***** Material for the task

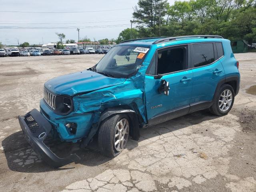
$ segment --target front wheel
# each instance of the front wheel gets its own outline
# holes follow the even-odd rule
[[[128,140],[130,124],[125,114],[118,114],[101,123],[98,134],[98,144],[105,156],[114,157],[125,148]]]
[[[234,97],[232,86],[228,84],[223,84],[214,98],[212,105],[210,108],[210,112],[219,116],[227,114],[232,108]]]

**********

» What the task requires:
Please switch "front wheel" to "rear wheel" everywhere in the records above and write them out again with everything else unchanged. Leave out the pictures.

» Task solution:
$ segment --target rear wheel
# each instance of the rear wheel gets its own outline
# holes follow the even-odd rule
[[[128,140],[130,124],[125,114],[118,114],[101,123],[98,134],[98,144],[105,156],[114,157],[125,148]]]
[[[234,97],[232,86],[228,84],[223,84],[214,98],[212,105],[210,108],[210,112],[219,116],[227,114],[232,108]]]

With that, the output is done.